▸ **Directions for this task**
Reproduce exactly the lines from the one containing "Annotation task — mark the cluster" through the last line of the data, both ends included.
┄┄┄┄┄┄
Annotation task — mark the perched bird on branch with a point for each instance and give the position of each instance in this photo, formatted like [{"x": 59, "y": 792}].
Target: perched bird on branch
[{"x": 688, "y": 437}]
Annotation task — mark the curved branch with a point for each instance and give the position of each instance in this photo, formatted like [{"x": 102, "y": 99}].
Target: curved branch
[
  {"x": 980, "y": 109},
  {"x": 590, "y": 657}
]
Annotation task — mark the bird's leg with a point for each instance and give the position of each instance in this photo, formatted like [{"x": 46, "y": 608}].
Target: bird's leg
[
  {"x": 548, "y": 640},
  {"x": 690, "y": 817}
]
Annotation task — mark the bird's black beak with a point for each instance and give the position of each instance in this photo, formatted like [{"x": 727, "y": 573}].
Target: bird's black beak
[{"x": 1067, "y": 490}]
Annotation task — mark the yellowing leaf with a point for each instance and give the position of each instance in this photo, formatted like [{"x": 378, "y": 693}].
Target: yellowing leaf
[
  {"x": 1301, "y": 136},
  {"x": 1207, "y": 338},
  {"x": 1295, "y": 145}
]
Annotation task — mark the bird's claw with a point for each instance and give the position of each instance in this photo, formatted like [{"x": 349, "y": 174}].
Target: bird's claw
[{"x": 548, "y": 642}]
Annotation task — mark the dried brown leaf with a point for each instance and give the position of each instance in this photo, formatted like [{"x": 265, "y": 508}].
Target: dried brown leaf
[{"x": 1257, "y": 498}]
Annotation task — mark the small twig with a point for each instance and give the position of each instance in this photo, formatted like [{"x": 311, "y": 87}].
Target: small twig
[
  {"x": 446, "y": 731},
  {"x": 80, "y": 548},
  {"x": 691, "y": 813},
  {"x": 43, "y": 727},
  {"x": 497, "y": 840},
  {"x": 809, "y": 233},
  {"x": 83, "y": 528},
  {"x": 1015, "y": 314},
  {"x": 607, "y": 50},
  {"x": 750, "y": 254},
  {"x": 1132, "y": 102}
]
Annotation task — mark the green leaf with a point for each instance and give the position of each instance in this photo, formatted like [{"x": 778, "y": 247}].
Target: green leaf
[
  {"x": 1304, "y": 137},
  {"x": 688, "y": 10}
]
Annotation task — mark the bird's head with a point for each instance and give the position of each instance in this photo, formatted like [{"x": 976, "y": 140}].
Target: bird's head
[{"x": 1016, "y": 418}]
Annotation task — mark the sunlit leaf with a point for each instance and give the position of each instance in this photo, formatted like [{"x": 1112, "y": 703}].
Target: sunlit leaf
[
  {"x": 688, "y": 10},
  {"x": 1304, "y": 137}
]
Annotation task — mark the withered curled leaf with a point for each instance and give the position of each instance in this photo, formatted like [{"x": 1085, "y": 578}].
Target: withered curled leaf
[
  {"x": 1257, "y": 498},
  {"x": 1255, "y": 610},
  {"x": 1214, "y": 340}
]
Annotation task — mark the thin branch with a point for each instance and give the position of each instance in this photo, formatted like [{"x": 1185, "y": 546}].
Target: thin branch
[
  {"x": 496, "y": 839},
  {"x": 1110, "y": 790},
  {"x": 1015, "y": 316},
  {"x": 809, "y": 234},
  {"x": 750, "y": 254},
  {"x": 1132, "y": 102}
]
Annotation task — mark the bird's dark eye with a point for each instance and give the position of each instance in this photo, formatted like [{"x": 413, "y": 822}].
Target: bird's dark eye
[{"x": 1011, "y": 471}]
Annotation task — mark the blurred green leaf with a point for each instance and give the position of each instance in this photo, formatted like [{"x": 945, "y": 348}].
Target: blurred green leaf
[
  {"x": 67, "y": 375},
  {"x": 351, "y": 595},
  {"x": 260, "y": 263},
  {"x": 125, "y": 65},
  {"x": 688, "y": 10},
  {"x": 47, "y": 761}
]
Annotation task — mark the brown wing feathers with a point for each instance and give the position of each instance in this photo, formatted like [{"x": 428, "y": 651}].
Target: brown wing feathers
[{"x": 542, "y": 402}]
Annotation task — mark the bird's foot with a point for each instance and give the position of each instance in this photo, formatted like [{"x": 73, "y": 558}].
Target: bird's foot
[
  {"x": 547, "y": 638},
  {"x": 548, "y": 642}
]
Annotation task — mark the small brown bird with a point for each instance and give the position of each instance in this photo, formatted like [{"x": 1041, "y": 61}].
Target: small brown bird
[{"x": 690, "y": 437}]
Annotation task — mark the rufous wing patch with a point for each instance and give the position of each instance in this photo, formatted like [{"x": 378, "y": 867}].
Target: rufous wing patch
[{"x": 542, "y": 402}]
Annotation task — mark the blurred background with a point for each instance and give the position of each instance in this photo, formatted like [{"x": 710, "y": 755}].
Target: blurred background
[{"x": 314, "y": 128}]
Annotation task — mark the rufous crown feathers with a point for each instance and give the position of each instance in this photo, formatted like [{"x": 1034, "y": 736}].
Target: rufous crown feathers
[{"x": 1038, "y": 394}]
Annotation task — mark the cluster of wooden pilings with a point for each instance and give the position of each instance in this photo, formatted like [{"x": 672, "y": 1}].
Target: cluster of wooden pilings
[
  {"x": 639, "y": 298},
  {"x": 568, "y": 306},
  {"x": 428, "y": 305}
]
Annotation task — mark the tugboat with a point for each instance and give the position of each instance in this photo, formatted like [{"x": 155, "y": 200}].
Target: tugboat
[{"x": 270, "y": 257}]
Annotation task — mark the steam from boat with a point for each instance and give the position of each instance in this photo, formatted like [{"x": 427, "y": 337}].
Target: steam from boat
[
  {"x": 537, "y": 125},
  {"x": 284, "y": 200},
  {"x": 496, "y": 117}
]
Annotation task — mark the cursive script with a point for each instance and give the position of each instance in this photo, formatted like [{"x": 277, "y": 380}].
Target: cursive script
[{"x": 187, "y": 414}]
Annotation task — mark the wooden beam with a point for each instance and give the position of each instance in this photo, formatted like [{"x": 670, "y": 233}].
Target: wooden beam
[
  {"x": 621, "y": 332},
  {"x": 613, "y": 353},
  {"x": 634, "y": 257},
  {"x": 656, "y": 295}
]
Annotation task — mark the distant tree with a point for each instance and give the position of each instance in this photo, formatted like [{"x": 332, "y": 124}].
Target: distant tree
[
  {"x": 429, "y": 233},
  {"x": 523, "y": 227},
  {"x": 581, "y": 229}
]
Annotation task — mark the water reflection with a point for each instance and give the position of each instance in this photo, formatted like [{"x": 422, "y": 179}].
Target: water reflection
┄┄┄┄┄┄
▸ **Task solution**
Annotation task — mark the cluster of wooden pilings with a point for each instance and give the position of each instance in this photo, formatted like [{"x": 672, "y": 1}].
Target: cluster of wooden pilings
[
  {"x": 639, "y": 298},
  {"x": 568, "y": 306},
  {"x": 428, "y": 305}
]
Annotation task — mark the tugboat with a point for each instance and give the position of each instance in this photo, formatted like [{"x": 155, "y": 200}].
Target: tugboat
[{"x": 270, "y": 257}]
Annotation task — mark the steam from boat with a point for each instance and give the position of each instance in this photo, formatted like [{"x": 427, "y": 337}].
Target: steam from boat
[
  {"x": 537, "y": 125},
  {"x": 284, "y": 200},
  {"x": 496, "y": 117}
]
Annotation task — mark the cursive script with a point for each instance and give the position of each instance in this photo, formatted like [{"x": 277, "y": 380}].
Target: cursive script
[{"x": 187, "y": 414}]
Annotation task — mark the wooden beam with a point for each instance and give the position of each instance in this photo, formatted like [{"x": 670, "y": 233}].
Target: wooden beam
[
  {"x": 621, "y": 332},
  {"x": 613, "y": 353},
  {"x": 634, "y": 257},
  {"x": 656, "y": 295}
]
Annotation task — mark the distant tree with a point for each instance and give the position of each instance in this photo, formatted like [{"x": 332, "y": 124}].
Target: distant tree
[
  {"x": 429, "y": 233},
  {"x": 523, "y": 227},
  {"x": 581, "y": 229}
]
Annotation task — mark the water reflection with a point for each instance and give the position of each instance in this photo, formatted like [{"x": 422, "y": 179}].
Target: water reflection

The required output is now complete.